- Task goal -
Reproduce the entries that open with the line containing "Shelf-audit tagging: for every instance of the lion cub's ear" and close with the line containing "x=136, y=113". Keep every request line unchanged, and offset each x and y coordinate in the answers by adding 109.
::: Provided records :::
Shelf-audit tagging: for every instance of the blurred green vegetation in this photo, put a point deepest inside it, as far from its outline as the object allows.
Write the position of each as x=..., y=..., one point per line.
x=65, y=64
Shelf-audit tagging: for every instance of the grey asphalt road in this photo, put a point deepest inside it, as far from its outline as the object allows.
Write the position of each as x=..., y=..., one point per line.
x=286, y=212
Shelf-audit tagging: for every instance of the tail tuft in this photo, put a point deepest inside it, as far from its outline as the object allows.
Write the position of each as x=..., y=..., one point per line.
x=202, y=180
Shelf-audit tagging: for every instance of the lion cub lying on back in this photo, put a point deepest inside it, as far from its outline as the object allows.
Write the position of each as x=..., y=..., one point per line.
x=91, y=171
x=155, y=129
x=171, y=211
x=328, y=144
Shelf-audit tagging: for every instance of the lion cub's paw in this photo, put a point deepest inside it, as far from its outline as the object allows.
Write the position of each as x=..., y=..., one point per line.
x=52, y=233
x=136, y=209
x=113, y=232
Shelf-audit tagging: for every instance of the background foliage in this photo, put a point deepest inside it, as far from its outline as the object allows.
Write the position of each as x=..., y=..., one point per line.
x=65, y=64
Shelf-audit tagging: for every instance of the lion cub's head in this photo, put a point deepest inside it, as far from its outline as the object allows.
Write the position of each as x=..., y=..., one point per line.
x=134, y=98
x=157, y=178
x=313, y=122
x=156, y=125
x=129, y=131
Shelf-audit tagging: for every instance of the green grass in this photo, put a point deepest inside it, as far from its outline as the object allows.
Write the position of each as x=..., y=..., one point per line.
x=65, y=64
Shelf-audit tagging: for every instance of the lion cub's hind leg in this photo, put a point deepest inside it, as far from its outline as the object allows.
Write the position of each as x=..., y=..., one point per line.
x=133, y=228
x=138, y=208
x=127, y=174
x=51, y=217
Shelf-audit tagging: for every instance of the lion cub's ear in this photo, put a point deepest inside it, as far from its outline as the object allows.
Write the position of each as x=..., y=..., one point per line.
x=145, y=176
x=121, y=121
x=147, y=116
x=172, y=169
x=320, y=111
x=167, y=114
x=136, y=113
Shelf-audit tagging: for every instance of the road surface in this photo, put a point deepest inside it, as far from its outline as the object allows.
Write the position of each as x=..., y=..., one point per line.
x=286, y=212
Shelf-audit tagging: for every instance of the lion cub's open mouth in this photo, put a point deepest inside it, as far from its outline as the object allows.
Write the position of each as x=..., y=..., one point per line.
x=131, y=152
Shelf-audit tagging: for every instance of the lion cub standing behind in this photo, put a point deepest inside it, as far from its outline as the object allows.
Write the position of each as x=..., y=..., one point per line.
:::
- Written solution -
Shelf-audit tagging: for every instance of the lion cub's ear in this photo, put a point deepest inside it, as far from its outline as the object allows.
Write the position of each as x=..., y=..., one point per line.
x=254, y=285
x=230, y=230
x=256, y=225
x=281, y=278
x=429, y=220
x=276, y=223
x=245, y=222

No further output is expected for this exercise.